> _Written instruction_
Locate each line in the data below that contains the word "grassy" and copy those lines out.

> _Data in this exercise_
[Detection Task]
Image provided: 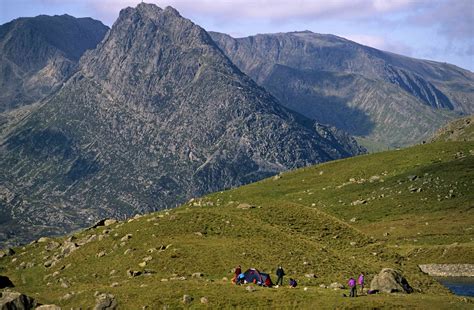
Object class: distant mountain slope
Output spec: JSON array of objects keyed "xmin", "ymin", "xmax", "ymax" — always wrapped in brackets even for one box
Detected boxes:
[
  {"xmin": 0, "ymin": 15, "xmax": 108, "ymax": 113},
  {"xmin": 431, "ymin": 115, "xmax": 474, "ymax": 142},
  {"xmin": 211, "ymin": 31, "xmax": 474, "ymax": 146},
  {"xmin": 0, "ymin": 3, "xmax": 363, "ymax": 246},
  {"xmin": 0, "ymin": 142, "xmax": 474, "ymax": 309}
]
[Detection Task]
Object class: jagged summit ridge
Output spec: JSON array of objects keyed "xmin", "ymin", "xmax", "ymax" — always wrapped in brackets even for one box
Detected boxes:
[{"xmin": 0, "ymin": 4, "xmax": 363, "ymax": 245}]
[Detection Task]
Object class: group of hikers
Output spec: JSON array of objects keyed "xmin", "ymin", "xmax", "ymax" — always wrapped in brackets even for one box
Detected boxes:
[{"xmin": 232, "ymin": 265, "xmax": 364, "ymax": 297}]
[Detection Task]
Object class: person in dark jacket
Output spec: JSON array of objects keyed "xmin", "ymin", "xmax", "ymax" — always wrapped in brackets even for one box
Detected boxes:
[{"xmin": 276, "ymin": 266, "xmax": 285, "ymax": 285}]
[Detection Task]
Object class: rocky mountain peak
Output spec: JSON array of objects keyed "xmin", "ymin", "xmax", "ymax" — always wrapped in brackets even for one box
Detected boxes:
[{"xmin": 0, "ymin": 4, "xmax": 363, "ymax": 245}]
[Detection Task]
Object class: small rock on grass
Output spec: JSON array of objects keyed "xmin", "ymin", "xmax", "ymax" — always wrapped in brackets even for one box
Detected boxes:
[
  {"xmin": 183, "ymin": 295, "xmax": 194, "ymax": 304},
  {"xmin": 94, "ymin": 293, "xmax": 118, "ymax": 310}
]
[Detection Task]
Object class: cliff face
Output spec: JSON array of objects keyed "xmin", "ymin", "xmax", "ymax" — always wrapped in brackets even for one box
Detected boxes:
[
  {"xmin": 0, "ymin": 15, "xmax": 108, "ymax": 113},
  {"xmin": 0, "ymin": 3, "xmax": 363, "ymax": 246},
  {"xmin": 211, "ymin": 31, "xmax": 474, "ymax": 146}
]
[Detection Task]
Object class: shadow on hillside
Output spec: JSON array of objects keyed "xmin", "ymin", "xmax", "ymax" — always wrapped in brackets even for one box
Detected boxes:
[{"xmin": 263, "ymin": 65, "xmax": 375, "ymax": 136}]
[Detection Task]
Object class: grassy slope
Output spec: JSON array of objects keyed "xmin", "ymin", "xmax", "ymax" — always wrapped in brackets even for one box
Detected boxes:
[
  {"xmin": 431, "ymin": 115, "xmax": 474, "ymax": 141},
  {"xmin": 0, "ymin": 142, "xmax": 474, "ymax": 308}
]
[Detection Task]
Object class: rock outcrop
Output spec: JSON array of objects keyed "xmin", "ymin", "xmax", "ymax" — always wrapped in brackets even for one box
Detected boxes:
[
  {"xmin": 94, "ymin": 293, "xmax": 118, "ymax": 310},
  {"xmin": 0, "ymin": 3, "xmax": 363, "ymax": 242},
  {"xmin": 211, "ymin": 31, "xmax": 474, "ymax": 147},
  {"xmin": 0, "ymin": 276, "xmax": 15, "ymax": 289},
  {"xmin": 430, "ymin": 115, "xmax": 474, "ymax": 142},
  {"xmin": 370, "ymin": 268, "xmax": 413, "ymax": 294},
  {"xmin": 419, "ymin": 264, "xmax": 474, "ymax": 277}
]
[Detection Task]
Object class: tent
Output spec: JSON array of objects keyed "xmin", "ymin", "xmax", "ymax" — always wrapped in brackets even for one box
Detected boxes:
[{"xmin": 244, "ymin": 268, "xmax": 273, "ymax": 285}]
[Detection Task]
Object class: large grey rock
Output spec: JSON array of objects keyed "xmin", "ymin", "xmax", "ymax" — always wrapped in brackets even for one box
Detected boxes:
[
  {"xmin": 0, "ymin": 292, "xmax": 37, "ymax": 310},
  {"xmin": 419, "ymin": 264, "xmax": 474, "ymax": 277},
  {"xmin": 0, "ymin": 248, "xmax": 15, "ymax": 258},
  {"xmin": 94, "ymin": 293, "xmax": 118, "ymax": 310},
  {"xmin": 0, "ymin": 3, "xmax": 363, "ymax": 247},
  {"xmin": 370, "ymin": 268, "xmax": 413, "ymax": 293}
]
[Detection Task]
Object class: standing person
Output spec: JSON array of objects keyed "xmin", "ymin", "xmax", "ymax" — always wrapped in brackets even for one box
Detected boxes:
[
  {"xmin": 232, "ymin": 265, "xmax": 242, "ymax": 283},
  {"xmin": 357, "ymin": 272, "xmax": 364, "ymax": 294},
  {"xmin": 347, "ymin": 277, "xmax": 357, "ymax": 297},
  {"xmin": 276, "ymin": 266, "xmax": 285, "ymax": 285}
]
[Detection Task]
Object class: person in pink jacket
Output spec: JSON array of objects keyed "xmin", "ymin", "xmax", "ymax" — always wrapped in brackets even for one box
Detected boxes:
[
  {"xmin": 347, "ymin": 277, "xmax": 357, "ymax": 297},
  {"xmin": 357, "ymin": 272, "xmax": 364, "ymax": 294}
]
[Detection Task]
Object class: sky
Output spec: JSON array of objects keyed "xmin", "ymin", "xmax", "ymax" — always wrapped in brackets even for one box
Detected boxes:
[{"xmin": 0, "ymin": 0, "xmax": 474, "ymax": 72}]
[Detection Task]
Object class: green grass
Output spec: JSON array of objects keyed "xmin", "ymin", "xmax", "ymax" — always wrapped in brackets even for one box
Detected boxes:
[{"xmin": 0, "ymin": 142, "xmax": 474, "ymax": 309}]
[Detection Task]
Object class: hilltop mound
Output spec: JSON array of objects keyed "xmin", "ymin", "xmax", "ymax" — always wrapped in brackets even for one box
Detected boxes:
[
  {"xmin": 0, "ymin": 142, "xmax": 474, "ymax": 309},
  {"xmin": 211, "ymin": 31, "xmax": 474, "ymax": 147}
]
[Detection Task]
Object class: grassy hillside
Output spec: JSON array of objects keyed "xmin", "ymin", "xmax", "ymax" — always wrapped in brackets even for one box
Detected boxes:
[
  {"xmin": 0, "ymin": 142, "xmax": 474, "ymax": 309},
  {"xmin": 431, "ymin": 115, "xmax": 474, "ymax": 141}
]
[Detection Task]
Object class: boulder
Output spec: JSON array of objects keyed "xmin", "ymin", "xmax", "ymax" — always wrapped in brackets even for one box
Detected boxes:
[
  {"xmin": 104, "ymin": 219, "xmax": 117, "ymax": 226},
  {"xmin": 370, "ymin": 268, "xmax": 413, "ymax": 294},
  {"xmin": 0, "ymin": 276, "xmax": 15, "ymax": 288},
  {"xmin": 44, "ymin": 241, "xmax": 61, "ymax": 251},
  {"xmin": 36, "ymin": 237, "xmax": 51, "ymax": 243},
  {"xmin": 120, "ymin": 234, "xmax": 132, "ymax": 242},
  {"xmin": 0, "ymin": 248, "xmax": 15, "ymax": 258},
  {"xmin": 183, "ymin": 295, "xmax": 194, "ymax": 304},
  {"xmin": 61, "ymin": 240, "xmax": 79, "ymax": 256},
  {"xmin": 0, "ymin": 292, "xmax": 37, "ymax": 309},
  {"xmin": 245, "ymin": 286, "xmax": 257, "ymax": 292},
  {"xmin": 329, "ymin": 282, "xmax": 345, "ymax": 290},
  {"xmin": 94, "ymin": 293, "xmax": 118, "ymax": 310}
]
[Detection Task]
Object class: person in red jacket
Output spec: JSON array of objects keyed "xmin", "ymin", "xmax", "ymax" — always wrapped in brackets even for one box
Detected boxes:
[{"xmin": 357, "ymin": 272, "xmax": 364, "ymax": 294}]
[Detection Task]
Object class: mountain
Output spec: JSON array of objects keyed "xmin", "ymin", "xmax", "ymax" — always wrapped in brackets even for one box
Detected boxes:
[
  {"xmin": 430, "ymin": 115, "xmax": 474, "ymax": 142},
  {"xmin": 211, "ymin": 31, "xmax": 474, "ymax": 147},
  {"xmin": 0, "ymin": 142, "xmax": 474, "ymax": 309},
  {"xmin": 0, "ymin": 3, "xmax": 363, "ymax": 243},
  {"xmin": 0, "ymin": 15, "xmax": 108, "ymax": 113}
]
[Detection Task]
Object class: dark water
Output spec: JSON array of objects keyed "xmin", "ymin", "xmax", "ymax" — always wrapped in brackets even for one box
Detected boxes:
[{"xmin": 436, "ymin": 277, "xmax": 474, "ymax": 297}]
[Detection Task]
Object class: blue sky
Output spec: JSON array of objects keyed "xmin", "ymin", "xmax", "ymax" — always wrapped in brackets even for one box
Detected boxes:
[{"xmin": 0, "ymin": 0, "xmax": 474, "ymax": 71}]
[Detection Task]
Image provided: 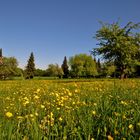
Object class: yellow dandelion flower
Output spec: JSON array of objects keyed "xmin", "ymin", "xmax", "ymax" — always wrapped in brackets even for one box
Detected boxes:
[
  {"xmin": 41, "ymin": 105, "xmax": 45, "ymax": 109},
  {"xmin": 34, "ymin": 95, "xmax": 39, "ymax": 99},
  {"xmin": 5, "ymin": 112, "xmax": 13, "ymax": 118},
  {"xmin": 92, "ymin": 111, "xmax": 96, "ymax": 115},
  {"xmin": 17, "ymin": 116, "xmax": 23, "ymax": 119},
  {"xmin": 59, "ymin": 117, "xmax": 63, "ymax": 122}
]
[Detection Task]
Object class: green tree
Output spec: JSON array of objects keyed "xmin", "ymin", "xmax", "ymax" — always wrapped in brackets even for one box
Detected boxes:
[
  {"xmin": 69, "ymin": 54, "xmax": 97, "ymax": 77},
  {"xmin": 46, "ymin": 64, "xmax": 63, "ymax": 78},
  {"xmin": 93, "ymin": 22, "xmax": 140, "ymax": 78},
  {"xmin": 0, "ymin": 57, "xmax": 18, "ymax": 79},
  {"xmin": 34, "ymin": 69, "xmax": 46, "ymax": 77},
  {"xmin": 61, "ymin": 56, "xmax": 69, "ymax": 78},
  {"xmin": 25, "ymin": 52, "xmax": 35, "ymax": 79}
]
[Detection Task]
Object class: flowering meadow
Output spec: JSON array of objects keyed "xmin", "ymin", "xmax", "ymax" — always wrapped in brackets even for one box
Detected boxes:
[{"xmin": 0, "ymin": 79, "xmax": 140, "ymax": 140}]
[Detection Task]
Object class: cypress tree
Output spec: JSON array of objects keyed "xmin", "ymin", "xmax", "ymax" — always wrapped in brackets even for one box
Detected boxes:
[
  {"xmin": 61, "ymin": 56, "xmax": 69, "ymax": 78},
  {"xmin": 0, "ymin": 49, "xmax": 3, "ymax": 64},
  {"xmin": 25, "ymin": 52, "xmax": 35, "ymax": 79},
  {"xmin": 0, "ymin": 49, "xmax": 2, "ymax": 57}
]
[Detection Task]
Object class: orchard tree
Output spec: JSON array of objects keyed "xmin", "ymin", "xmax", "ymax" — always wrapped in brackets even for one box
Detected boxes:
[
  {"xmin": 25, "ymin": 52, "xmax": 35, "ymax": 79},
  {"xmin": 92, "ymin": 22, "xmax": 140, "ymax": 79},
  {"xmin": 61, "ymin": 56, "xmax": 69, "ymax": 78},
  {"xmin": 46, "ymin": 64, "xmax": 63, "ymax": 78},
  {"xmin": 69, "ymin": 54, "xmax": 97, "ymax": 77}
]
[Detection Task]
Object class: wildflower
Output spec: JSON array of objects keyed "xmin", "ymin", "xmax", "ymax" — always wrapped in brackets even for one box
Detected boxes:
[
  {"xmin": 5, "ymin": 112, "xmax": 13, "ymax": 118},
  {"xmin": 75, "ymin": 89, "xmax": 78, "ymax": 93},
  {"xmin": 41, "ymin": 105, "xmax": 45, "ymax": 109},
  {"xmin": 35, "ymin": 112, "xmax": 38, "ymax": 116},
  {"xmin": 36, "ymin": 88, "xmax": 40, "ymax": 93},
  {"xmin": 92, "ymin": 111, "xmax": 96, "ymax": 115},
  {"xmin": 59, "ymin": 117, "xmax": 63, "ymax": 122},
  {"xmin": 30, "ymin": 114, "xmax": 34, "ymax": 118},
  {"xmin": 107, "ymin": 135, "xmax": 113, "ymax": 140},
  {"xmin": 34, "ymin": 95, "xmax": 39, "ymax": 99},
  {"xmin": 17, "ymin": 116, "xmax": 23, "ymax": 119}
]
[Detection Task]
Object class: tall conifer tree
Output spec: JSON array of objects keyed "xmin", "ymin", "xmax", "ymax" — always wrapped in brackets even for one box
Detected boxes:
[
  {"xmin": 61, "ymin": 56, "xmax": 69, "ymax": 78},
  {"xmin": 25, "ymin": 52, "xmax": 35, "ymax": 79}
]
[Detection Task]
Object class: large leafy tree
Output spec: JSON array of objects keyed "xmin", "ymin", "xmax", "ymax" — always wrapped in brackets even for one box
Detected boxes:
[
  {"xmin": 93, "ymin": 22, "xmax": 140, "ymax": 78},
  {"xmin": 25, "ymin": 52, "xmax": 35, "ymax": 79},
  {"xmin": 69, "ymin": 54, "xmax": 97, "ymax": 77},
  {"xmin": 61, "ymin": 56, "xmax": 69, "ymax": 78},
  {"xmin": 46, "ymin": 64, "xmax": 63, "ymax": 78}
]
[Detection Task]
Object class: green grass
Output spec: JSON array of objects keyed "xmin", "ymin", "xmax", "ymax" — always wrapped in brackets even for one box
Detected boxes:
[{"xmin": 0, "ymin": 79, "xmax": 140, "ymax": 140}]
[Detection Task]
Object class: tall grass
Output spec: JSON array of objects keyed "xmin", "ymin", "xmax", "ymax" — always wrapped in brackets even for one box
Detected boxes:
[{"xmin": 0, "ymin": 79, "xmax": 140, "ymax": 140}]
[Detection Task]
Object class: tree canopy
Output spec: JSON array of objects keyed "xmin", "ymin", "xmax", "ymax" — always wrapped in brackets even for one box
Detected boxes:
[
  {"xmin": 92, "ymin": 22, "xmax": 140, "ymax": 78},
  {"xmin": 69, "ymin": 54, "xmax": 97, "ymax": 77}
]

> _Solution for this problem_
Object class: grassy slope
Object class: grassy hillside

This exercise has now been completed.